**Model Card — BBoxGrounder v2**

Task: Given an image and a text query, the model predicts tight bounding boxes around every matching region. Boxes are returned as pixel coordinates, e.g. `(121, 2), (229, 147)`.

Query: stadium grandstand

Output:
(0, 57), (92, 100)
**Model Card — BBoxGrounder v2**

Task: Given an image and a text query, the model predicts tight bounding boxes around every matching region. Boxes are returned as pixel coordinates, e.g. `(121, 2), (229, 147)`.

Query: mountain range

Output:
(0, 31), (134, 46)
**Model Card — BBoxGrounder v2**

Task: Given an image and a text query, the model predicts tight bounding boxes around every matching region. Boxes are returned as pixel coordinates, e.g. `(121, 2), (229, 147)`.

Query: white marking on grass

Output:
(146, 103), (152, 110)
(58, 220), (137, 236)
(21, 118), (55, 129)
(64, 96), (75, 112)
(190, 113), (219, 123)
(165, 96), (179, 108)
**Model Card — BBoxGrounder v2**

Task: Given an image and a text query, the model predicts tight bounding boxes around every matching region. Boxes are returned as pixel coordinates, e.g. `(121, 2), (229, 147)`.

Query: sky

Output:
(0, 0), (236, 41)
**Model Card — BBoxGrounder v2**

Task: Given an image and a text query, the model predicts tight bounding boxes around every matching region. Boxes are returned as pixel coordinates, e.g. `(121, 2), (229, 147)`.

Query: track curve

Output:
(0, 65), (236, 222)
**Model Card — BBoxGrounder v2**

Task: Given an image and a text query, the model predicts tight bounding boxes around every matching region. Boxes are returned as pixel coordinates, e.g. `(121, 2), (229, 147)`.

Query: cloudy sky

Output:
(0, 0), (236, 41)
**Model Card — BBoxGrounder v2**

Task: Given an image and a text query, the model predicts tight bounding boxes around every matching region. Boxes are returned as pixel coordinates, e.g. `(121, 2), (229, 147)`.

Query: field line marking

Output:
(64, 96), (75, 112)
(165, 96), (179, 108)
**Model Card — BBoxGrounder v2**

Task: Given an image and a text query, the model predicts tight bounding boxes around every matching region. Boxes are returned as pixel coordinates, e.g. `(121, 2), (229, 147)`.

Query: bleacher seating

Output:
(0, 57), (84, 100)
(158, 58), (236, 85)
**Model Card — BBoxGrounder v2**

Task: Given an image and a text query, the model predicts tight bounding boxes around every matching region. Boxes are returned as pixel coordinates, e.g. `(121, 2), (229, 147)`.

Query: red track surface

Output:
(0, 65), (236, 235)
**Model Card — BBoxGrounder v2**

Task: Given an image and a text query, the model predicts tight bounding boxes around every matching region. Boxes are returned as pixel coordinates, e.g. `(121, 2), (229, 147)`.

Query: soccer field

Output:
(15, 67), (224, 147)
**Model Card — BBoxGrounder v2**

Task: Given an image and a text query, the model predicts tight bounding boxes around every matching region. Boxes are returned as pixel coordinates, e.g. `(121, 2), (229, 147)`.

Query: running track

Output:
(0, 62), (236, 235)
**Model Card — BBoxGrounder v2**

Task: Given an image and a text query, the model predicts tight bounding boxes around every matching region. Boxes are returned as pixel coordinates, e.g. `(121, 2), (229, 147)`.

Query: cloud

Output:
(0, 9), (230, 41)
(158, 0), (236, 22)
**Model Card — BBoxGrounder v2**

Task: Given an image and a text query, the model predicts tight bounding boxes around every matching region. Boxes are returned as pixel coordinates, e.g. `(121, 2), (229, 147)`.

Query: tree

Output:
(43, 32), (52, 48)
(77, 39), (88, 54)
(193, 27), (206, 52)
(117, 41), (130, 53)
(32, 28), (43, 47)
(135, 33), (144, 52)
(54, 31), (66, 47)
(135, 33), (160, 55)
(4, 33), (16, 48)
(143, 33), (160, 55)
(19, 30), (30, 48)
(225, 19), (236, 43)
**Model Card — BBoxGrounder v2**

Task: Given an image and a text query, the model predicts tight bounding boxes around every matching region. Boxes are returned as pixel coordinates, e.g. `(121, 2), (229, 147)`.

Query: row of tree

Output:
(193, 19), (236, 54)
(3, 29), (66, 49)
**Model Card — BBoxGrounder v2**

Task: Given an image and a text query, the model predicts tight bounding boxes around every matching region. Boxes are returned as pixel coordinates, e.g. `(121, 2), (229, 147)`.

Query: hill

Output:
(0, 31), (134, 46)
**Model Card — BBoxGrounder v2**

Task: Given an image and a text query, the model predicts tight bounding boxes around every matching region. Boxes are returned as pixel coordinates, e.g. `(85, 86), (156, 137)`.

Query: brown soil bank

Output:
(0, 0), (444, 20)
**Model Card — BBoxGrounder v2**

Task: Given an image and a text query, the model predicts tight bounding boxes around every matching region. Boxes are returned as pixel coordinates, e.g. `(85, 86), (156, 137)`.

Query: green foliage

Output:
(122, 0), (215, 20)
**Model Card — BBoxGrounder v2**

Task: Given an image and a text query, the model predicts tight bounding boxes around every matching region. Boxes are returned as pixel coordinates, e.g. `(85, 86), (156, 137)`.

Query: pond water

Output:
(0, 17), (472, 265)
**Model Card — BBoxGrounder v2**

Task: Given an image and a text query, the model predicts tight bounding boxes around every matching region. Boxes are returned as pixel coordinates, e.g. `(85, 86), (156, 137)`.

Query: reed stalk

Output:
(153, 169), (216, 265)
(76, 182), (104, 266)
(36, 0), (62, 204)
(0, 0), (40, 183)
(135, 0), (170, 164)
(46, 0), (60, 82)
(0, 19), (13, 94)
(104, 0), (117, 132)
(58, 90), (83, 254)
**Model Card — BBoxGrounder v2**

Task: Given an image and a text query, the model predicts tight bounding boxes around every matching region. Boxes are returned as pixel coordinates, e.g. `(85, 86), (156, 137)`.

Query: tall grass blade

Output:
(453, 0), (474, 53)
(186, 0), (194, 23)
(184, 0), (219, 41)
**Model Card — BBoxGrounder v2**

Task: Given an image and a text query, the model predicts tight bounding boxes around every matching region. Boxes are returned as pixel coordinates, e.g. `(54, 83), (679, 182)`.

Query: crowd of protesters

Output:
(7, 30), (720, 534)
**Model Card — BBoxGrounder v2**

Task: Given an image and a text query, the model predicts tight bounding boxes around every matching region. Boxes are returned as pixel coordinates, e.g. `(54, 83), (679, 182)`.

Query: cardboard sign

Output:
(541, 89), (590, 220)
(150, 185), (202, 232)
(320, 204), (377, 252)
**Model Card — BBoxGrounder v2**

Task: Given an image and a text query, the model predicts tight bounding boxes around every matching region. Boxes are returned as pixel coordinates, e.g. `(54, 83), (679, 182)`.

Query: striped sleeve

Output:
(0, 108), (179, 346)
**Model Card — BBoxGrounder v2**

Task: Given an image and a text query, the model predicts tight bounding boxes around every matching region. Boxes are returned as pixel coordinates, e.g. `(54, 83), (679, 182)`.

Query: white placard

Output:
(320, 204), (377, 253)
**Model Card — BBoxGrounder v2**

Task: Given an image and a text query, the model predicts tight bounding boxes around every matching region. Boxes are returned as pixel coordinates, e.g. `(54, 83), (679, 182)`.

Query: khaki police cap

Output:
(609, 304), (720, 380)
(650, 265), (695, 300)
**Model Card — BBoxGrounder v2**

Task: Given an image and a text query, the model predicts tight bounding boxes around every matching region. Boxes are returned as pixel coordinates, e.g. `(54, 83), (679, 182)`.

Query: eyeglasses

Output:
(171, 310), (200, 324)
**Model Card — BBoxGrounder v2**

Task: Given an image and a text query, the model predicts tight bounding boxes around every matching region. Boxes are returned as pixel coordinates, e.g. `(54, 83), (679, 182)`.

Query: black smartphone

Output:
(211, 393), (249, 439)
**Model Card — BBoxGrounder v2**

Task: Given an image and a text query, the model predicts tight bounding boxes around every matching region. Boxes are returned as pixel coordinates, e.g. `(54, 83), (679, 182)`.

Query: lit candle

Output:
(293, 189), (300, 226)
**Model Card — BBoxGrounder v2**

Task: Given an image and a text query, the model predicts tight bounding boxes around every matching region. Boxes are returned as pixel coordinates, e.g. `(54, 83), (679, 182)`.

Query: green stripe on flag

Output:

---------------

_AIM:_ Gather every line of the items above that contains the word "grass", and treat uppercase and lowercase as different.

_RESULT OF THE EXERCISE:_
Query: white marking on grass
Query: tall grass blade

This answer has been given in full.